*** Opening of PROVIDED DATA ***

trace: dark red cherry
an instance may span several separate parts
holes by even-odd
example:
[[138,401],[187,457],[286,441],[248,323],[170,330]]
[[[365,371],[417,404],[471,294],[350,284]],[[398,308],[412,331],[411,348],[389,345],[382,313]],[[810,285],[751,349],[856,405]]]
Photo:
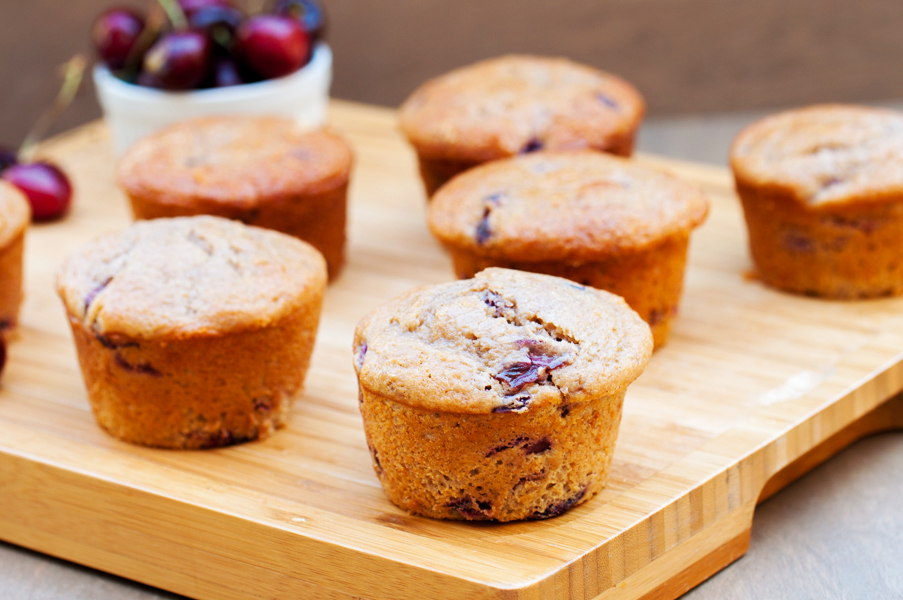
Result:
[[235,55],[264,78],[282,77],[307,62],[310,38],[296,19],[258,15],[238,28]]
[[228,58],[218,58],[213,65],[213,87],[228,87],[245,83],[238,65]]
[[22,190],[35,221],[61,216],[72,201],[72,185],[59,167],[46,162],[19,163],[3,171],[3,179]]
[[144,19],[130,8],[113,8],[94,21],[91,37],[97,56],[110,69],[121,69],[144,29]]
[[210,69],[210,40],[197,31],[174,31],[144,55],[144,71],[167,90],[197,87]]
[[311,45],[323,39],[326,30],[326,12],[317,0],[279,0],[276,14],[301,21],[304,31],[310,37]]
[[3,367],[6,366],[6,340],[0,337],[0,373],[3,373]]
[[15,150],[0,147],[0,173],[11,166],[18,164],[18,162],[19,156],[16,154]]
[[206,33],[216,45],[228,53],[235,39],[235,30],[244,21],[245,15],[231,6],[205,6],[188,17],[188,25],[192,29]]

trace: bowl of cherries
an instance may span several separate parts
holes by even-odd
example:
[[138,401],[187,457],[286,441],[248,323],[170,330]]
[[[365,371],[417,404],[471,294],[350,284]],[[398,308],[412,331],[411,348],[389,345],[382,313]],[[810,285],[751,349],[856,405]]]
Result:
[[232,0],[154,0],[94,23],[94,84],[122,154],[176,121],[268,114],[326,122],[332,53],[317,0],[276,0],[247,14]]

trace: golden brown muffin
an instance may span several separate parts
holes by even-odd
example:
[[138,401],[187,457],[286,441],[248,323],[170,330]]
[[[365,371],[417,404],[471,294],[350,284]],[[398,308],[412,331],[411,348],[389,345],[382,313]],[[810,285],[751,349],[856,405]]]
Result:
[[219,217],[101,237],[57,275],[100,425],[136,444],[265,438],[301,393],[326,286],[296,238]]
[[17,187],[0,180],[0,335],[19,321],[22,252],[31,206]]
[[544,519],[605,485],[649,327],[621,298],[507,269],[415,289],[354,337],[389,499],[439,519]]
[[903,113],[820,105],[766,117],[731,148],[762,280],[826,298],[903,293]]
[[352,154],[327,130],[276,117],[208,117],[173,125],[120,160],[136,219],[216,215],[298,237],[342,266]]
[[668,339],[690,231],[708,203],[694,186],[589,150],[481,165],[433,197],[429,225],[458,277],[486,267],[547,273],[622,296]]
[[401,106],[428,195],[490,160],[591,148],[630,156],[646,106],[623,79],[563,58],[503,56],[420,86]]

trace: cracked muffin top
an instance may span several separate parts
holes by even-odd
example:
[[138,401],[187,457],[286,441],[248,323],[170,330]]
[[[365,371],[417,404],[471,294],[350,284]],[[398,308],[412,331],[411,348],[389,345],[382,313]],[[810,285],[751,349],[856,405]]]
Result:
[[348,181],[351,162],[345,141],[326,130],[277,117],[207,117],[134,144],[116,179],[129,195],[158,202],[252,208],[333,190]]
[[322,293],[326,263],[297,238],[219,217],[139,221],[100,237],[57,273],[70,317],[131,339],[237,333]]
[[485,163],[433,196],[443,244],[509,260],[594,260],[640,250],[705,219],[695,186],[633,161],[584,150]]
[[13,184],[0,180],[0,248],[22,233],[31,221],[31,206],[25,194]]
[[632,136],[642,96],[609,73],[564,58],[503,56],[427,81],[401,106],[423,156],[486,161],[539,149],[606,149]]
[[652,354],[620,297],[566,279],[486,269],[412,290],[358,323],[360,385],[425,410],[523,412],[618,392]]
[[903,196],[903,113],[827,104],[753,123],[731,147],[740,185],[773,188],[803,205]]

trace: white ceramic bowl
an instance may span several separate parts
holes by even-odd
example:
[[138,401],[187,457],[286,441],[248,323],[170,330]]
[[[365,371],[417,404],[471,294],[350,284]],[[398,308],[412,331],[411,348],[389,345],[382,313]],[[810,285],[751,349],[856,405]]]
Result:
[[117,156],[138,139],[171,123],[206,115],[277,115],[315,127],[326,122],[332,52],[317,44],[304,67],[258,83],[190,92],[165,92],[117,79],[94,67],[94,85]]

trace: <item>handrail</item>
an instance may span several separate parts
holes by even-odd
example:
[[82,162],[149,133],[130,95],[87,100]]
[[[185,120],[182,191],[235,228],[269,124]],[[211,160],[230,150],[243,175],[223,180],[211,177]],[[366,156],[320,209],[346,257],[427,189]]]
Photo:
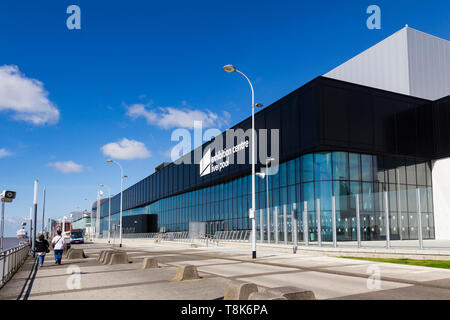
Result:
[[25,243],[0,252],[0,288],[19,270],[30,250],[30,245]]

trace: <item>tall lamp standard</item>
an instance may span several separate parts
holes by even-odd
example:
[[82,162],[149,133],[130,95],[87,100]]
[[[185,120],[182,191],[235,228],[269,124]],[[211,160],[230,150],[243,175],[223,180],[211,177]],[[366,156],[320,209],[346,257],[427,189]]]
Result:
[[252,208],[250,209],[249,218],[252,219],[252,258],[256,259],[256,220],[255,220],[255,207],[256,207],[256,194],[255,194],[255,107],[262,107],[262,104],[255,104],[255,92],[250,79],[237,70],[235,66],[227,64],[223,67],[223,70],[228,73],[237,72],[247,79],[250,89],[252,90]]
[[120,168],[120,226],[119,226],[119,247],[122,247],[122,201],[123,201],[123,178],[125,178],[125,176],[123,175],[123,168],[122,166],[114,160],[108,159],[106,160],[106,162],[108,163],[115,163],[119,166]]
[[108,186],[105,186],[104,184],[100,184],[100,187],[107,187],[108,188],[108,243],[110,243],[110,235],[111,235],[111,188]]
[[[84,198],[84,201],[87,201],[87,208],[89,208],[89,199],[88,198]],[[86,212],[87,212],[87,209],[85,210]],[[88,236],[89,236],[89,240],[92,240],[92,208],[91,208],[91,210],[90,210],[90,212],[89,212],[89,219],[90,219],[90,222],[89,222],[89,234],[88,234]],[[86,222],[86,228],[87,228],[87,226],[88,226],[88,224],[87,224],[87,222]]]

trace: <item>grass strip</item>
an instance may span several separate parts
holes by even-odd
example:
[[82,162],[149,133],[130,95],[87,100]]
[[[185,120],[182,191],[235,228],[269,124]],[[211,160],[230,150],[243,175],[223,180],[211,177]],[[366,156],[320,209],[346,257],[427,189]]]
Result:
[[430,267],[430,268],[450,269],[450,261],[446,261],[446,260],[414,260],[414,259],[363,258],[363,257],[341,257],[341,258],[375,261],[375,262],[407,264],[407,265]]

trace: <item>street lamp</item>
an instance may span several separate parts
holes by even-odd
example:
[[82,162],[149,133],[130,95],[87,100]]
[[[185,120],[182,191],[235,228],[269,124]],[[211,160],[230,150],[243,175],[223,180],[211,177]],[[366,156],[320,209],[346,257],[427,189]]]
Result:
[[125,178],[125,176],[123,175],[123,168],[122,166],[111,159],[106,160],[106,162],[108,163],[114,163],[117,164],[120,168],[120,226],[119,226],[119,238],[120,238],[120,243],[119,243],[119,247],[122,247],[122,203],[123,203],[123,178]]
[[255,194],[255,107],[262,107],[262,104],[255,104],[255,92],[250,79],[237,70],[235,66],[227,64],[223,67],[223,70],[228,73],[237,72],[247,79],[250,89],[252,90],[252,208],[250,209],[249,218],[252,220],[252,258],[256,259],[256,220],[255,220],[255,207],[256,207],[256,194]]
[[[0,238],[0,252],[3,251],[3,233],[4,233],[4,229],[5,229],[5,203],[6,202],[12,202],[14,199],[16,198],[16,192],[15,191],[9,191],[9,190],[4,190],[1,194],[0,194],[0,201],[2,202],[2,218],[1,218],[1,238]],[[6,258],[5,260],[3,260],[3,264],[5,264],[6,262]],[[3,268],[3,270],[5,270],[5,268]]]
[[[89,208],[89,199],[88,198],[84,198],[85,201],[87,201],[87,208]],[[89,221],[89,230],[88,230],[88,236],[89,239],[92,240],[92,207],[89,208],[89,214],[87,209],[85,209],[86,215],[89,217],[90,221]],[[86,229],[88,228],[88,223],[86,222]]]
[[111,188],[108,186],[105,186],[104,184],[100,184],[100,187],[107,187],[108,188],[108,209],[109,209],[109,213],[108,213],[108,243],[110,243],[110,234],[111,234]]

*** Close of PROVIDED DATA ***

_THE TASK_
Report all lines of the material that contain the word "bowl".

_SOLUTION FOR THIS TASK_
trace: bowl of cherries
trace: white ceramic bowl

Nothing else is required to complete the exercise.